WORK TO COMPLETE
Swap each "Query" in the rows below for "Target", and leave everything else untouched.

══ RECORDS PROVIDED

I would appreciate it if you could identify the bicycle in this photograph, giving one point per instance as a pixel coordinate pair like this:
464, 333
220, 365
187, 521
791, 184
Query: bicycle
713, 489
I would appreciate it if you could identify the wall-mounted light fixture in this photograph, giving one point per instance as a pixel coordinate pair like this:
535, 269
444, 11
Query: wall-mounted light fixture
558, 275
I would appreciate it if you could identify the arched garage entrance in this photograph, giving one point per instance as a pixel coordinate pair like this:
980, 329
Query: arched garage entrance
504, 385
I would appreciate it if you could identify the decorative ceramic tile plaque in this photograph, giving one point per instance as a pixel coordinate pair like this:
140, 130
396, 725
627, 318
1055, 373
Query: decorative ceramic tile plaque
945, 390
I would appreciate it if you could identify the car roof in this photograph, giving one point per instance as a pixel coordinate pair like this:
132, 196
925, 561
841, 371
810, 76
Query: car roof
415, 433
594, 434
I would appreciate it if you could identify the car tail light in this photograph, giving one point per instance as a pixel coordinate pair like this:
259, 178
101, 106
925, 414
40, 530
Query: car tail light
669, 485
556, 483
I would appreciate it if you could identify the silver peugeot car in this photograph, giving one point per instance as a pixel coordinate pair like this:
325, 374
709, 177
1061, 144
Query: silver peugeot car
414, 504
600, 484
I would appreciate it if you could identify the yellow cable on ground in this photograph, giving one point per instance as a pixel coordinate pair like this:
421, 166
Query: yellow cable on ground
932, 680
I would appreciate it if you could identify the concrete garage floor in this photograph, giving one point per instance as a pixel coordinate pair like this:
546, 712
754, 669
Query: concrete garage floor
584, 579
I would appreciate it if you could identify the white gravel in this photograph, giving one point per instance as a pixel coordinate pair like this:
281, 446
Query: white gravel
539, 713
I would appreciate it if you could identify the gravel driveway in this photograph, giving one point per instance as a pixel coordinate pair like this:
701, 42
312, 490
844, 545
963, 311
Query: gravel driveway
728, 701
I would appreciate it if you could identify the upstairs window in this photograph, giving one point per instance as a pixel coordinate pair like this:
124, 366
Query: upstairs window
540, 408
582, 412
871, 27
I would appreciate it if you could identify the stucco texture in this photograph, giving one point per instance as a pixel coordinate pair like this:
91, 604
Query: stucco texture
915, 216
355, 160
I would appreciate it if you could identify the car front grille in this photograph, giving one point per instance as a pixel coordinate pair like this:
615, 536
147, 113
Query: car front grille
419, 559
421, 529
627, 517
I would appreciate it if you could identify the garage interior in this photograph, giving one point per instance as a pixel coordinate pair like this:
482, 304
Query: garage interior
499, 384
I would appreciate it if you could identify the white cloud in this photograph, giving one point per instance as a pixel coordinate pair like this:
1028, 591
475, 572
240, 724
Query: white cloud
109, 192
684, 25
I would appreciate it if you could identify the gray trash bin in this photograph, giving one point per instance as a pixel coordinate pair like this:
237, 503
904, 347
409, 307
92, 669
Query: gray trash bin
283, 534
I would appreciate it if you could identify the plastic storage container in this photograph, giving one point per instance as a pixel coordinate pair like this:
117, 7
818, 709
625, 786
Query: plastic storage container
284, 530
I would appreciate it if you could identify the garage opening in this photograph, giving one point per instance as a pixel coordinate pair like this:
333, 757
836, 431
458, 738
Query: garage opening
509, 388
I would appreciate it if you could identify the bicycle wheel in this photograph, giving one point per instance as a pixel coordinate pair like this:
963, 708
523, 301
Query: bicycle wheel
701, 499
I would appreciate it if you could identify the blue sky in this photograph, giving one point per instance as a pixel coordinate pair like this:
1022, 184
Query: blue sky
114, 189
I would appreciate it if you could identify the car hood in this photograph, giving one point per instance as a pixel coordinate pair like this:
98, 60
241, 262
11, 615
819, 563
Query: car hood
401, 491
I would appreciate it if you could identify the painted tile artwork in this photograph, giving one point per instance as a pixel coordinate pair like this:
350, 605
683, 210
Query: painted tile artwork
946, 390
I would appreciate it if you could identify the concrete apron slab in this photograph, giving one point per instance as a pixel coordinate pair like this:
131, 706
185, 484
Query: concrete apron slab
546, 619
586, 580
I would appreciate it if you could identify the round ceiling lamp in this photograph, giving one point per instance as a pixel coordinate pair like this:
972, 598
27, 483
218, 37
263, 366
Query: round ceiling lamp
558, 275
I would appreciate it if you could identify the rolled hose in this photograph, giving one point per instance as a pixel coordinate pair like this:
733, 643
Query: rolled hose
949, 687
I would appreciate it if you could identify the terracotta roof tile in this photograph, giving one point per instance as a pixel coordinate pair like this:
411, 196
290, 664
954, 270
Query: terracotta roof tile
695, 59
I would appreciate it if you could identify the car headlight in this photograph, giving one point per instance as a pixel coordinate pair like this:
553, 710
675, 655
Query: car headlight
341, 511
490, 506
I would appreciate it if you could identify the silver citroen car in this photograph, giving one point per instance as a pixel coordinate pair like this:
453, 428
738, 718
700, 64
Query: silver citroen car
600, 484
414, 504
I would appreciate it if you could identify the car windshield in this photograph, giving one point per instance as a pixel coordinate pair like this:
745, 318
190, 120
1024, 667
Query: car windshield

════

SOLUTION FOR THIS TASK
I would appreciate it if you could identify the bicycle in this photograph, giving one point per instance as a pixel coordinate pair like this:
464, 333
220, 365
187, 521
791, 184
Target: bicycle
713, 489
I would appreciate it if you could identify the wall-mounted light fixture in this photograph, giving one point per instance as a pixel coordinate pair like this:
535, 269
444, 11
Target: wall-mounted light fixture
558, 275
I would appreciate it if you could identify the arched garage entrance in this photograph, giving one point per instance as a pixel coordinate pair like this:
980, 329
Target: arched garage entrance
504, 385
I would appreciate it if you could identify the decorative ceramic tile plaque in this photograph, giving one point per instance as a pixel coordinate pair like this:
140, 130
396, 725
627, 318
1055, 373
Target: decorative ceramic tile plaque
945, 390
I would appreciate it if you could identify the car roof in this photograph, giving one point per instance as a pixel coordinate pair like this:
132, 196
925, 561
841, 371
810, 76
Target: car roof
415, 433
594, 434
I would appreciate it if you could identify the car tail light in this photograph, giving one point per instance as a pixel coordinate pair like this:
259, 178
101, 106
925, 414
40, 530
Target: car tail light
669, 485
556, 483
I would appreciate it if you could identify the silver peugeot car in this photograph, giving one point per instance as a pixel coordinate pair like this:
325, 374
709, 177
1061, 144
Target: silver peugeot car
414, 504
600, 484
I would appreciate it if you could identify the yellow cable on ground in this photograph, giving one point per instance as a pixel coordinate pair like this:
421, 166
Target: yellow cable on ground
932, 680
I would appreciate it if you could identify the concrete garage floor in this photograph, giving one point per instance as a pixel coordinate pair like this:
546, 712
754, 669
Target: concrete garage floor
584, 579
I would appreciate it if you could identify the white gravel in this photograph, giving one point per instance as a pixel coordinate pair like this:
281, 446
Target: white gravel
539, 713
I would appreciate it if you could identify the gravel driveway in this photograph, giving one point per instance as a pixel coordinate pair like this:
701, 42
312, 490
844, 545
963, 311
Target: gravel driveway
728, 701
I would appreciate it if you could identify the upstairs window in this photograph, giving one point per instance as a pixel coordinate pair like this:
124, 366
Target: upstairs window
540, 408
582, 412
871, 27
I would appreciate it if you could identify the stucco texture in this photograph, giving one point per instance as a pixel coordinate pair like this:
91, 604
Target: stucco texture
915, 216
355, 160
I would appreciate it if you could identify the car front grille in this photograph, giving one point per instance as a pixel coordinate pair like this:
615, 536
147, 113
Target: car front grille
419, 559
421, 529
627, 517
I would appreciate it if you could identify the garage interior in this photograph, giving one point per instance as a pixel coordinate pair like this:
482, 304
Target: garage interior
499, 384
I would appreciate it if you could identify the white cloud in this photograph, giving one point per instance as a pixel coordinate pair like this:
1028, 591
475, 572
240, 724
Target: white cloud
109, 192
684, 25
I would appreciate it if you could identify the gray trash bin in this photograph, giving one point per instance as a pixel coordinate pair like this:
237, 503
904, 347
409, 307
92, 669
Target: gray trash bin
283, 534
I would appreciate it if you could identify the plastic storage container in this photograph, giving one point per instance as a pixel coordinate pair like this:
117, 7
818, 709
625, 786
Target: plastic storage container
284, 530
I would appreciate it if you could identify the garage opening in this photograph, giving one point per instance as a pixel coordinate pair like this:
333, 757
836, 431
458, 738
Target: garage opening
509, 388
I would appreciate it if you could identify the bicycle wheel in this photograph, giving one point per instance as a pixel coordinate pair like this:
963, 708
523, 301
Target: bicycle wheel
701, 499
I would appreciate it if you could identify the blue sky in this photograph, giving one point per instance as a pixel coordinate pair like this:
1022, 184
Target: blue sky
114, 189
I would appreciate it if you could identify the car hood in this photograph, giving one point per instance as a pixel coordinate pair like this:
98, 60
241, 262
11, 615
819, 563
Target: car hood
401, 491
I would appreciate it if you could identify the painted tile artwork in this photograph, giving one point per instance as a pixel coordinate pair like this:
350, 605
683, 210
Target: painted tile artwork
946, 390
I would appreciate it if you could identify the concrete apron slab in this photograph, giving one point per instance as a pixel coordinate pair like this:
131, 706
185, 484
Target: concrete apron slab
546, 619
586, 580
I would appreciate it if you could identify the round ceiling lamp in this photograph, giving one point per instance as a pixel coordinate pair like this:
972, 598
27, 483
218, 37
263, 366
Target: round ceiling lamp
558, 275
I would appreciate it if you could identify the rolled hose in this photograph, giving one point per instance as a pixel coordinate pair like this:
733, 643
Target: rolled hose
949, 687
I would appreciate it if you could identify the terracotta roof tile in this photograph, giving one point per instance as a pixel coordinate pair like this:
411, 196
290, 664
954, 270
Target: terracotta roof tile
695, 59
I would appreciate it if you could identify the car headlight in this photograph, giving one point per instance as a pixel coordinate pair like this:
553, 710
675, 655
Target: car headlight
341, 511
490, 506
I would appreciate it if you could identify the silver citroen car in this photograph, giving one point per instance as a pixel coordinate pair like this:
453, 428
738, 718
700, 64
Target: silver citroen car
600, 484
414, 504
I would appreciate it if you could identify the car windshield in this photograph, giving one point per instance as a pixel coordinate pair like this:
745, 318
190, 120
1024, 667
Target: car windshield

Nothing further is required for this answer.